In the entries below, find the line containing "Wildlife-tally request: put a marker on the concrete". Copy it and all lines after it, exactly, through the end.

(Object location annotation data)
▼

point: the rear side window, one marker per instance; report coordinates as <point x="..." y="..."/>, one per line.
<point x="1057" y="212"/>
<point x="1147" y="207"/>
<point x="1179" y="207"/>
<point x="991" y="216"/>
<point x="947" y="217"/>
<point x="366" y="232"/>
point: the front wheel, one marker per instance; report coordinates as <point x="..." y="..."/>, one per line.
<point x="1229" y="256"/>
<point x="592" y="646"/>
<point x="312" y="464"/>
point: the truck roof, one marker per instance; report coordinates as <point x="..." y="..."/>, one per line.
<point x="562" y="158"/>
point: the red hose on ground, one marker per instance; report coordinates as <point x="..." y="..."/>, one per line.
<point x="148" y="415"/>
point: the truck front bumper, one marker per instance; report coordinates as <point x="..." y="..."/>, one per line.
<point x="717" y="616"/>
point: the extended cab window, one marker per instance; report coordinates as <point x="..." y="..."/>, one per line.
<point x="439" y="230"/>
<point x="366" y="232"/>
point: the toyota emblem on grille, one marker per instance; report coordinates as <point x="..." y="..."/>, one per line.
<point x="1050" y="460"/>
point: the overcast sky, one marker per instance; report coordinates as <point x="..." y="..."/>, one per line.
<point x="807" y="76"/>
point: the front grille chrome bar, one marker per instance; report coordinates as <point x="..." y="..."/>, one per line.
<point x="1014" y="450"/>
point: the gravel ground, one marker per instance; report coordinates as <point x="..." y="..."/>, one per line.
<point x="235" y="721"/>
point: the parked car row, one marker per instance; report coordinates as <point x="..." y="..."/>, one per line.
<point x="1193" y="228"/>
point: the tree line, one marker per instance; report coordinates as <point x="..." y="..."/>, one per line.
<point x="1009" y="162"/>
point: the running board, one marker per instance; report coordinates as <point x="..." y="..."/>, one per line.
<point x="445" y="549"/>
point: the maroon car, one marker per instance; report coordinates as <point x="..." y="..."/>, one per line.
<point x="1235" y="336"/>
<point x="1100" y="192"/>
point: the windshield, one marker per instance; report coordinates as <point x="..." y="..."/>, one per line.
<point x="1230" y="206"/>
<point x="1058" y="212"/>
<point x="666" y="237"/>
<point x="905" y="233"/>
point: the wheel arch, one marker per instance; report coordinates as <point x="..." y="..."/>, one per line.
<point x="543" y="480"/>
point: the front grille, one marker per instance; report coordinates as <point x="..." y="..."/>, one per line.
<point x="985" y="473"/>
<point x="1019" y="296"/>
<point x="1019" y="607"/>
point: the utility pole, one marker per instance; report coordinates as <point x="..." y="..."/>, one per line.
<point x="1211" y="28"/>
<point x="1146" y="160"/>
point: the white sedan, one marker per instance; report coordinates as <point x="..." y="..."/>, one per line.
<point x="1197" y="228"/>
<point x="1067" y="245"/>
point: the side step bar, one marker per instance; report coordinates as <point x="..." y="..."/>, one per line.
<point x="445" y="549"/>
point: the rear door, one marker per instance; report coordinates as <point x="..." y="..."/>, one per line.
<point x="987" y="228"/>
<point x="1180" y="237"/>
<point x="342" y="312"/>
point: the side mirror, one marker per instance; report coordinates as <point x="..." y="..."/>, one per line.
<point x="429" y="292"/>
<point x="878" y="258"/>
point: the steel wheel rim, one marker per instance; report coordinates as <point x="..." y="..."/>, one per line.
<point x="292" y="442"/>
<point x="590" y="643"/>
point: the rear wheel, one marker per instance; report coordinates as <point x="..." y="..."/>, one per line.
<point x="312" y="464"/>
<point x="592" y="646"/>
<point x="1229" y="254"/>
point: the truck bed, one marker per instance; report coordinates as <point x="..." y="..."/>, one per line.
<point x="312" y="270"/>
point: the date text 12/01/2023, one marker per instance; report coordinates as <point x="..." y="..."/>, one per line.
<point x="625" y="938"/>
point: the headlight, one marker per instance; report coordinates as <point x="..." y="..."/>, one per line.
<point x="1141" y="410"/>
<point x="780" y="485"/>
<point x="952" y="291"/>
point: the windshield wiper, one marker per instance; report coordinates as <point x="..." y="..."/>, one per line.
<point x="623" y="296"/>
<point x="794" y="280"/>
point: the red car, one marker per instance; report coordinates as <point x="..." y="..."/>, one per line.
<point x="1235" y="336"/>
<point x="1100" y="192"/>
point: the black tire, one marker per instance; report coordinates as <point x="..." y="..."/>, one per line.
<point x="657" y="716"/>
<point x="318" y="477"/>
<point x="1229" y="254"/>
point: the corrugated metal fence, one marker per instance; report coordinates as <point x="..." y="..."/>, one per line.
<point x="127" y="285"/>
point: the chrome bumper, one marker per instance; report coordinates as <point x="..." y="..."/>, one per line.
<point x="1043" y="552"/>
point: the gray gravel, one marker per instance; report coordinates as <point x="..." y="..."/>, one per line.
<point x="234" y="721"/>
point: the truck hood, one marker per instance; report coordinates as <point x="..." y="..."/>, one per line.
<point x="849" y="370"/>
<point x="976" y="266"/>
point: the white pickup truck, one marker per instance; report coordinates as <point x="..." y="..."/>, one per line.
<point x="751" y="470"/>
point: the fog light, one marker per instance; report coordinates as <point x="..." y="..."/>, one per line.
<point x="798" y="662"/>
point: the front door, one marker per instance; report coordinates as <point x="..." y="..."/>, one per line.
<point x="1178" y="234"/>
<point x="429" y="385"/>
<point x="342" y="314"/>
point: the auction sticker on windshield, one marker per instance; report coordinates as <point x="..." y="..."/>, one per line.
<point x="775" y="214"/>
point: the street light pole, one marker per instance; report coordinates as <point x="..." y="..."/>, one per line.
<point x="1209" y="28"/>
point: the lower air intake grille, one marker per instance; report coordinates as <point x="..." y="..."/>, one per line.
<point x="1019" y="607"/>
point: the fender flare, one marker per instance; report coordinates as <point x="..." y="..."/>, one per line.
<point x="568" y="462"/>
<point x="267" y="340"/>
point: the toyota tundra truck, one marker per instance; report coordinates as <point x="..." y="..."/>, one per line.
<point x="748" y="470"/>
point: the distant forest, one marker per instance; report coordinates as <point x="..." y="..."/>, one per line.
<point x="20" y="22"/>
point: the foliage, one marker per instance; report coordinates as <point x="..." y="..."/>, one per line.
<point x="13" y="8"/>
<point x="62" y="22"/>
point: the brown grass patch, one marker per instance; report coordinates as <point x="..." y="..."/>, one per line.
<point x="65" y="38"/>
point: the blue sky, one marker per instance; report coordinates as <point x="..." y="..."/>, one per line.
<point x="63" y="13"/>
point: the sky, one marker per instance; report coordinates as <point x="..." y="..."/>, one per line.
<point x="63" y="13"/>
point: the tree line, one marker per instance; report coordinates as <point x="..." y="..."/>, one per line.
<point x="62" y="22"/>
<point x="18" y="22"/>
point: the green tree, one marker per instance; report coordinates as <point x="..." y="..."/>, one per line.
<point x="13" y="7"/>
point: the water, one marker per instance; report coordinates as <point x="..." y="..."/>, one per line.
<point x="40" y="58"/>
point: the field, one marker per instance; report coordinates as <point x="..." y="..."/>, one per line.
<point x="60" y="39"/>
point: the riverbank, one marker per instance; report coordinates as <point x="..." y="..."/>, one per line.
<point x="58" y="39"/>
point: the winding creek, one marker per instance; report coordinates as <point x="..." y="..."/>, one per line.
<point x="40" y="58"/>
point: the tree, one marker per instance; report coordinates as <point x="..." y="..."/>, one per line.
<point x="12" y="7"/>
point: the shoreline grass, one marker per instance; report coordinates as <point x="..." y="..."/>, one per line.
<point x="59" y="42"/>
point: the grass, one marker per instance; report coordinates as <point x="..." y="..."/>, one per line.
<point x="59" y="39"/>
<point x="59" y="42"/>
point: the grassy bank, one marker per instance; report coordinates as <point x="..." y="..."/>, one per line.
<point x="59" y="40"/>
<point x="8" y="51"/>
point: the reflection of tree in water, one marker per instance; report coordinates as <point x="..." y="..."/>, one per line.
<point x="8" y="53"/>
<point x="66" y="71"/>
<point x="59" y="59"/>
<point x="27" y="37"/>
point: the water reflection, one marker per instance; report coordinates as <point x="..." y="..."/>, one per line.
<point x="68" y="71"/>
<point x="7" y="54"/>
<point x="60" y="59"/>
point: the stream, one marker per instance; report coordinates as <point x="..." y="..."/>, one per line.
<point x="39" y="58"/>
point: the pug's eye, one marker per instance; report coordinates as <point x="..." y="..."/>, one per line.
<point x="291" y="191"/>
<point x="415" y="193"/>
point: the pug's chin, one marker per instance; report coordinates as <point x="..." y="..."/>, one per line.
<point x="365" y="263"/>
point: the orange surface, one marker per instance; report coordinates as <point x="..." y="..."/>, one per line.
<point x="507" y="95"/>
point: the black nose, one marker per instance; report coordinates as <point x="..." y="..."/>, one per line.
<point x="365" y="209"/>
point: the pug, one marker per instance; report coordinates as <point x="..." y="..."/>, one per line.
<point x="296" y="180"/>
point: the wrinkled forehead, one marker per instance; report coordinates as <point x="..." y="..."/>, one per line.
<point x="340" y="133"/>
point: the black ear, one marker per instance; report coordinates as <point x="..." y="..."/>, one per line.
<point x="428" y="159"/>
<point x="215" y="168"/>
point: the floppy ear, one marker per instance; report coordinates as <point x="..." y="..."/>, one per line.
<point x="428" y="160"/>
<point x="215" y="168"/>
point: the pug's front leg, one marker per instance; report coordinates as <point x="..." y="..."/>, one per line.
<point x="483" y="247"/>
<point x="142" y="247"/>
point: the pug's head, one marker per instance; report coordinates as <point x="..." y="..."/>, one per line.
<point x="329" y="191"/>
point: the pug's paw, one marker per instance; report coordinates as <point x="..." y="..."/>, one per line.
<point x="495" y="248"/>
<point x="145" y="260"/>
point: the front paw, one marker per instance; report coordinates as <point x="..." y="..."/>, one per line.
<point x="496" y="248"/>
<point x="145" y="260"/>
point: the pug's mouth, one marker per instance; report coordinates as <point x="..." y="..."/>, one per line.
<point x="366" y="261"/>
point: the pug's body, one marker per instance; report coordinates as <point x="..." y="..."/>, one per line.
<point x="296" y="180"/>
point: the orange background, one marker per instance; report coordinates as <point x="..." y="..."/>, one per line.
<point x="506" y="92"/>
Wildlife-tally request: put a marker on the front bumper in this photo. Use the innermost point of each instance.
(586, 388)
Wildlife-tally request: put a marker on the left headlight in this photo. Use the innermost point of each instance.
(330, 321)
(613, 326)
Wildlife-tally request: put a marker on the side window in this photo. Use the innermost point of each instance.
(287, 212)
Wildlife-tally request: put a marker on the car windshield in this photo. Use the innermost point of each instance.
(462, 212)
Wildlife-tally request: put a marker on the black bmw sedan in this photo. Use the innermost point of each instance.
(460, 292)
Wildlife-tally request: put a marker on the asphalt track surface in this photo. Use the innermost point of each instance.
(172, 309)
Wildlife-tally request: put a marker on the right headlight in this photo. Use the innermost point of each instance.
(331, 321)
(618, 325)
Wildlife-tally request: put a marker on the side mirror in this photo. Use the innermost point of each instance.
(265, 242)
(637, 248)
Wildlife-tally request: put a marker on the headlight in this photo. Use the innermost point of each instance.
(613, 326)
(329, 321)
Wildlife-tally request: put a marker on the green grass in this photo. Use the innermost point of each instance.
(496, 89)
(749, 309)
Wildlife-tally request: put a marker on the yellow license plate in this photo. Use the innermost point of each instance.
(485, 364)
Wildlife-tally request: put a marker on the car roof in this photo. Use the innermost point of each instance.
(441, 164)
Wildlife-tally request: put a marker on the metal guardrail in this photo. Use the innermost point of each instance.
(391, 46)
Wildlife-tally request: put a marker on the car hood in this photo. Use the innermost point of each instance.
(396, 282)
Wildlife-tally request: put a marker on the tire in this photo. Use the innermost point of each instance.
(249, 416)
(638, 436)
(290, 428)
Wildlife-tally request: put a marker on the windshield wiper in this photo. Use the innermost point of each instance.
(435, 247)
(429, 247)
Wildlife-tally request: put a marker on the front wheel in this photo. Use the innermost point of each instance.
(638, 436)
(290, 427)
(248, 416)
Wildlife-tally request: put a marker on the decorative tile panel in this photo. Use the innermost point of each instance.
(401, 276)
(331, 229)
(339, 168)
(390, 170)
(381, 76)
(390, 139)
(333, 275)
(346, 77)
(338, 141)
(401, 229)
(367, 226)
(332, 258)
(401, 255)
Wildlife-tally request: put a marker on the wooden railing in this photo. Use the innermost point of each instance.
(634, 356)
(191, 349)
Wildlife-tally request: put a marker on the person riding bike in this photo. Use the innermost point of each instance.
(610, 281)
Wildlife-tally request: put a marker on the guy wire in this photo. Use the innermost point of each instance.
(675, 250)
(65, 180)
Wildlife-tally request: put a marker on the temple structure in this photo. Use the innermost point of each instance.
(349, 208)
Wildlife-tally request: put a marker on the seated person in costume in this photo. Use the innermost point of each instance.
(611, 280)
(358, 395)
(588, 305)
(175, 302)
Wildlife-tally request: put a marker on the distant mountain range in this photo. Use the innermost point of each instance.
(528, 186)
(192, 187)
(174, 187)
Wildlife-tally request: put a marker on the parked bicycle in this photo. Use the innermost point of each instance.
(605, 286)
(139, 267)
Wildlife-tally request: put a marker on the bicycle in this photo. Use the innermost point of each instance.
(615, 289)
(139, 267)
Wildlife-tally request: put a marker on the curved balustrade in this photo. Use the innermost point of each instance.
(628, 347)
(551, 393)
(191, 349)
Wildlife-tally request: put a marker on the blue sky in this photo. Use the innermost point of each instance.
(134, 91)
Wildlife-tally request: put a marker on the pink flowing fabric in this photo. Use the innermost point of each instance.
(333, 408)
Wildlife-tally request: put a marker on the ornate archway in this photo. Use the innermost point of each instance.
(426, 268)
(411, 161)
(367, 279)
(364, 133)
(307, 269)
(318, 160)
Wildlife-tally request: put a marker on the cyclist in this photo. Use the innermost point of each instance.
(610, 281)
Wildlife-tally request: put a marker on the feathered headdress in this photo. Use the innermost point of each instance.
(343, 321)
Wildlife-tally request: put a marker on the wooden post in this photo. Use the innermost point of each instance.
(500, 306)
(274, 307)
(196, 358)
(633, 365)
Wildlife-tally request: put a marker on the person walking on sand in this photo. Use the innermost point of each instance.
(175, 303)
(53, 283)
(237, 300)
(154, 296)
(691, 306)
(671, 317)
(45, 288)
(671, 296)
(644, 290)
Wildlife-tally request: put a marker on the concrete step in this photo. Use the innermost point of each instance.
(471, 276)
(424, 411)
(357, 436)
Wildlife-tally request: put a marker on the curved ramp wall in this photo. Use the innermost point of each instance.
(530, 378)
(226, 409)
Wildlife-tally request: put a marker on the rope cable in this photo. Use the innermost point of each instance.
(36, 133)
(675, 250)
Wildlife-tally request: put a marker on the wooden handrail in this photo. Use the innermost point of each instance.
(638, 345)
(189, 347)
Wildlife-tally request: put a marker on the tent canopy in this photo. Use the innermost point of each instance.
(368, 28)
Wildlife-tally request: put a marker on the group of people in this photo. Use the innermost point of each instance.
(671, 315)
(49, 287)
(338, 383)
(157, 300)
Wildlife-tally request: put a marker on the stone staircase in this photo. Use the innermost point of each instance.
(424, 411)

▲

__SOLUTION TO THIS PROBLEM__
Wildlife-tally request: put a marker on the concrete step in this photo. Use the innermost point of each instance.
(471, 276)
(424, 411)
(357, 436)
Wildlife-tally request: put a marker on the curved ramp wall in this photo. Use the innermost point of each instance.
(530, 378)
(226, 409)
Wildlife-tally request: put a marker on the rope cable in this photo. Use the innermost point of each instance.
(36, 133)
(675, 250)
Wildlife-tally request: put a marker on the wooden handrail in this photo. Use the innermost point of each instance.
(638, 345)
(189, 347)
Wildlife-tally request: put a marker on the tent canopy in this photo. Use the innermost point of each instance.
(368, 28)
Wildlife-tally request: put a marker on the group of people in this photo. Use the innermost point of each instance.
(671, 315)
(49, 287)
(338, 383)
(157, 300)
Wildlife-tally request: put a marker on the stone staircase in this photo. Use the innermost point of each instance.
(424, 411)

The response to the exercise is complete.